*Required actions*:
- 1) In the forum thread on knowledge graphs and LLMs, what cost do current high-accuracy LLMs have in sequence length?
- 2) Continue the forum thread on knowledge graphs and LLMs from its last sentence.

── Text segment ──

RDFHDT: RDF Header, Dictionary, Triples: is fast to read but not write.

From https://news.ycombinator.com/item?id=35810320 :

> Is there a better way to publish Linked Data with existing tools like LaTeX, PDF, or Word? Which support CSVW? Which support RDF/RDFa/JSON-LD?

pama · on Dec 28, 2023

How does the recently proved zero-one theorem for graph neural networks affect such works? https://arxiv.org/abs/2301.13060

vinni2 · on Dec 28, 2023

I don’t get why this paper is newsworthy!

Jeff_Brown · on Dec 28, 2023

I can speak to neural networks and graphs generally, if not this specific paper. Neural networks can do reasoning, but their internal representation of information is illegible. Graphs let us represent information legibly.

Byamarro · on Dec 28, 2023

I'm a complete layman, but it sounds awfully like that one problem I've once encountered on the Wikipedia: https://en.m.wikipedia.org/wiki/Explainable_artificial_intel...

hyperliner · on Dec 28, 2023

As an ignorant person but one who has been trying to figure out if KGs are superseded by LLMs, is there a source you can think of to figure out if both have a place in an architecture, or if LLMs are sufficient? What sort of use cases require both?

hansvm · on Dec 28, 2023

Current performant (high accuracy) LLMs have a quadratic cost (space and time) in sequence length, they have a finite size typically much less than any KG of note, their connections are all fuzzy, they aren't especially amenable to small updates, training and fine-tuning don't work well with high-entropy data, and most computations physically cannot be done via any single pass through an LLM regardless of how it was trained.

───
── Provided records ──

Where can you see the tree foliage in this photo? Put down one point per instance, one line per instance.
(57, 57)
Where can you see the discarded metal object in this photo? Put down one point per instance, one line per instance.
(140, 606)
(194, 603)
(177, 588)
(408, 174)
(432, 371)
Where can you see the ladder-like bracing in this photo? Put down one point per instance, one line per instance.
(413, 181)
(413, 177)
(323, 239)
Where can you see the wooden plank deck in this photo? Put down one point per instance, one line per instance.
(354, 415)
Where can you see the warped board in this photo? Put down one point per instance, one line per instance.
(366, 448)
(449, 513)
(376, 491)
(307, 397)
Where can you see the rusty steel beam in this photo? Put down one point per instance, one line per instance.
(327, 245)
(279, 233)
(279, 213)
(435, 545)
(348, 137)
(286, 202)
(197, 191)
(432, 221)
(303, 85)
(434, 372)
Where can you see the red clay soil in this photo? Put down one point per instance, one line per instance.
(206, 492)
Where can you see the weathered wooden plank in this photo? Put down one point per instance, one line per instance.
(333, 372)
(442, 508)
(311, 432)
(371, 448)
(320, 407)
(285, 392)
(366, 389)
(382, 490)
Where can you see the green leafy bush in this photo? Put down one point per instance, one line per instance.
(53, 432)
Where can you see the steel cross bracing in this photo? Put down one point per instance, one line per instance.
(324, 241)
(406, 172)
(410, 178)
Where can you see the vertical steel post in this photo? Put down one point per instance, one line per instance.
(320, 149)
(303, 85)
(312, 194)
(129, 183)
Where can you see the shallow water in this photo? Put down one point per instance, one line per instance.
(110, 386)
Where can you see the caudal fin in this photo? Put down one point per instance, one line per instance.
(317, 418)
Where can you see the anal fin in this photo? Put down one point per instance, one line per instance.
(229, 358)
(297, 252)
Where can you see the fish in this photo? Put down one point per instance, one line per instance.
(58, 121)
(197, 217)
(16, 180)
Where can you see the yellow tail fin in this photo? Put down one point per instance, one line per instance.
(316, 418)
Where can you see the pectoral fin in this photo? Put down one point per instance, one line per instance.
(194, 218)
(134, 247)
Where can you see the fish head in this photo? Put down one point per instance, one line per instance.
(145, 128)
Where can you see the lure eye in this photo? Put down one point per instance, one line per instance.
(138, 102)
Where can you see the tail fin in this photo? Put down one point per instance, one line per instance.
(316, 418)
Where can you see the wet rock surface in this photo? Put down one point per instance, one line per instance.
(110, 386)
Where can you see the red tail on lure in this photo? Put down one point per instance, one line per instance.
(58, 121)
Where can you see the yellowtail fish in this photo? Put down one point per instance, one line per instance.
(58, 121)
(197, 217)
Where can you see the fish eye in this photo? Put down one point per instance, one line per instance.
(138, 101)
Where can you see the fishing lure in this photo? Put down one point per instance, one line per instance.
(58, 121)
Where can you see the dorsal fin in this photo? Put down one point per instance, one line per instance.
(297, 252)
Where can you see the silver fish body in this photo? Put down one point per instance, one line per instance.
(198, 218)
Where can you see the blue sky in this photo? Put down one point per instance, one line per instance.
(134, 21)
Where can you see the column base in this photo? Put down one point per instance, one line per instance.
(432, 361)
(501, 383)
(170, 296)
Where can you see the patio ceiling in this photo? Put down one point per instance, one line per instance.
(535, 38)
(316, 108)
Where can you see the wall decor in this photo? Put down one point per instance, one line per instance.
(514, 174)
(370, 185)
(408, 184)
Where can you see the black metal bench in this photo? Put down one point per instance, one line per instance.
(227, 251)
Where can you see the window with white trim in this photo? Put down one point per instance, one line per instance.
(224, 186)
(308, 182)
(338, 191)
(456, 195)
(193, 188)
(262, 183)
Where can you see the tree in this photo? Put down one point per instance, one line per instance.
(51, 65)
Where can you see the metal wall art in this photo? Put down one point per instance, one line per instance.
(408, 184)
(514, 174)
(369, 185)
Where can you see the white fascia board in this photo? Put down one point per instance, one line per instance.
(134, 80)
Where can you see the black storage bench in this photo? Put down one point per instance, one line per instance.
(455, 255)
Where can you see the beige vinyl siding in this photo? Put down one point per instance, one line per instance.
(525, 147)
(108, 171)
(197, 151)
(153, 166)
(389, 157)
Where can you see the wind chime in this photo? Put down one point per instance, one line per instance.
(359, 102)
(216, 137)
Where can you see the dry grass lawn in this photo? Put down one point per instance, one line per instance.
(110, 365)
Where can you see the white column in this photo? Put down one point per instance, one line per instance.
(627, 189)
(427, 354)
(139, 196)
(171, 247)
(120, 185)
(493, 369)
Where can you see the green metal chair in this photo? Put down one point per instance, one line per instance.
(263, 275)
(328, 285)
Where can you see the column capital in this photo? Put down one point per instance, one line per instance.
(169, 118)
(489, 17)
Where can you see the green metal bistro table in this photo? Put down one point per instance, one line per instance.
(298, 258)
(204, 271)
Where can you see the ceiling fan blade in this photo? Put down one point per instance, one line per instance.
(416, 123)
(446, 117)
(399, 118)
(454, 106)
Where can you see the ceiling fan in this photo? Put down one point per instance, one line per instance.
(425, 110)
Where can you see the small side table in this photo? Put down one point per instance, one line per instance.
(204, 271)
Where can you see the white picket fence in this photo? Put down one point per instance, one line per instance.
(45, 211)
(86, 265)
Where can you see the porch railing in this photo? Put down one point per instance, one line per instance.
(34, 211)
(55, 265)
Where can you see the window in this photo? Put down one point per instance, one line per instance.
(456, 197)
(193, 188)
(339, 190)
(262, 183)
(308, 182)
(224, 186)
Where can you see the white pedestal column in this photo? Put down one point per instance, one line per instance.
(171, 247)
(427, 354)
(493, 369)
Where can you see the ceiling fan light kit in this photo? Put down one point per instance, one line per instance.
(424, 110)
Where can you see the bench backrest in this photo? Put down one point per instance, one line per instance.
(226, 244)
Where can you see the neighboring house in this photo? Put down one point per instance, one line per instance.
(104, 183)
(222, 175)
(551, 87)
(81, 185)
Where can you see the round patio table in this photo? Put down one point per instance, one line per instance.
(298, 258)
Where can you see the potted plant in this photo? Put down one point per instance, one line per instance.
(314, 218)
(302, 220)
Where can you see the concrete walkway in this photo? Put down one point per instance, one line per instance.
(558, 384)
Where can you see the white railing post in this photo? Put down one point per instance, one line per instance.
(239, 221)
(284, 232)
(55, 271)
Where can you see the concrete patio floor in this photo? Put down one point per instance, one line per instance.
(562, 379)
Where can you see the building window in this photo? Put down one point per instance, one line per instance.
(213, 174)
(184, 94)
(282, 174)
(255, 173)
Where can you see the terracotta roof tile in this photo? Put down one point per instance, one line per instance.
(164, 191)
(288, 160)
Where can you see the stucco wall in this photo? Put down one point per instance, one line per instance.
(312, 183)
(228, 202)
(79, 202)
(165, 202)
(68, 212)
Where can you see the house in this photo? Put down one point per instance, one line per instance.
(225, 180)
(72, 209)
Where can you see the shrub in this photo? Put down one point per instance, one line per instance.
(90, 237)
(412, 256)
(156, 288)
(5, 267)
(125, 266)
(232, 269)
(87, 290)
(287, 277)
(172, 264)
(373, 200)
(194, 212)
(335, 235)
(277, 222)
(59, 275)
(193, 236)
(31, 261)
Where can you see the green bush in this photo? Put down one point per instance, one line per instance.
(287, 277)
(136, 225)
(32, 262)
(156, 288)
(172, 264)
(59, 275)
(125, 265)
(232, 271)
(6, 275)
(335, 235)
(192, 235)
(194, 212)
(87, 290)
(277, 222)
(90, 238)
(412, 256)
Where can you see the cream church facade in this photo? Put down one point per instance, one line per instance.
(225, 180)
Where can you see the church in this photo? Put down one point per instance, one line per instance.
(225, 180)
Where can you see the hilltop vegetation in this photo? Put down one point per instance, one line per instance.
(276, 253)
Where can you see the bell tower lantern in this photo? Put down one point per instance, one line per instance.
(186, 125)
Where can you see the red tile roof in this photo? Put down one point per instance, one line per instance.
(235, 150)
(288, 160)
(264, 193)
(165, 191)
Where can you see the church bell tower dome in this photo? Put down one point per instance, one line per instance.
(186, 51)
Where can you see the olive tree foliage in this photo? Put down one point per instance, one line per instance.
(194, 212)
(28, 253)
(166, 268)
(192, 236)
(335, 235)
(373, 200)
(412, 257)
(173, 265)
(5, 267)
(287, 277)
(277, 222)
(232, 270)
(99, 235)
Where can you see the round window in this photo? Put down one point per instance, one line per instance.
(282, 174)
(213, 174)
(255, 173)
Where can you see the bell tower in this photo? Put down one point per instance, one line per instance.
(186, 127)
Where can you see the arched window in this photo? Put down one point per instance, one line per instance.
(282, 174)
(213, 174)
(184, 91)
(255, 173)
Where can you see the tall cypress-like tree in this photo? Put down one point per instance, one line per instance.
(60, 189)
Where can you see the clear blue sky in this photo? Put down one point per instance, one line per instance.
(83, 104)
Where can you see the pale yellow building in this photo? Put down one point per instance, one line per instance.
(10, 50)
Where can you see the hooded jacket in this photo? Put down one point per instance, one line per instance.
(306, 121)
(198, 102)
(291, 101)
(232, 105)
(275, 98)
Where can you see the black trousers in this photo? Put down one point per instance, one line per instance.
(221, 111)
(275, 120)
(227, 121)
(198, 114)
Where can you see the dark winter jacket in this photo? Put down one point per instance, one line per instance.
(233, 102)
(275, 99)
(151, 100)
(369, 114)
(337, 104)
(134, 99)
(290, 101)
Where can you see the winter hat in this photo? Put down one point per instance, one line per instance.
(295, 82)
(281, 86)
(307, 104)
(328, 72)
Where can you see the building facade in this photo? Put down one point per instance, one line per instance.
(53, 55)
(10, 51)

───

*Results of the tasks*:
- 1) They have a quadratic cost in both space and time.

- 2)
Those constraints together create a landscape where if you have a big knowledge graph there will invariably be important questions the LLM cannot appropriately answer about it, no matter which strategy you use to try to ramrod the KG into an LLM architecture. If you don't train/fine-tune the LLM on the KG, it doesn't have enough context to answer your questions. If you do, your KG doesn't have enough data duplication to allow training to work well. If you manage to train it anyway, you can't ask compounded questions because of the max LLM circuit depth. If you try anyway and just run the results back into the LLM as input you have a compounding error effect because the whole thing is fuzzy. If you try to circumvent that with error-reduction techniques you tend to blow through the current context windows (quadratic costs) and still have unreliable results. And so on.

None of that is necessarily true forever, but suppose you have a problem where a KG is a natural fit but some of the data is a little fuzzy (you have pretty good graphs of how cities and roads and individuals and companies and whatnot are related, but it's not perfect, and some of it is textual or not otherwise appropriately structured). The KG can answer a number of queries very well, limited by the lack of structure in the node/edge representations. An LLM can't do much because it can't compress all those possible edges into its weights, because it can't fit the whole KG in a context window, it can't be appropriately fine-tuned to the data, and even if it could it couldn't recurse well without compounding error. If you instead use the LLM as a pre-processing step on the nodes or as a fuzzy neighbor search (restricted by the KG) or in some other way, you get a data structure that looks a lot more like a better prepared clean KG and can run traditional KG algorithms to ask questions like who might need your tax prep services or whatever. Getting an LLM to do that for the same cost will take a _ton_ of engineering beyond what I've seen poured into the space.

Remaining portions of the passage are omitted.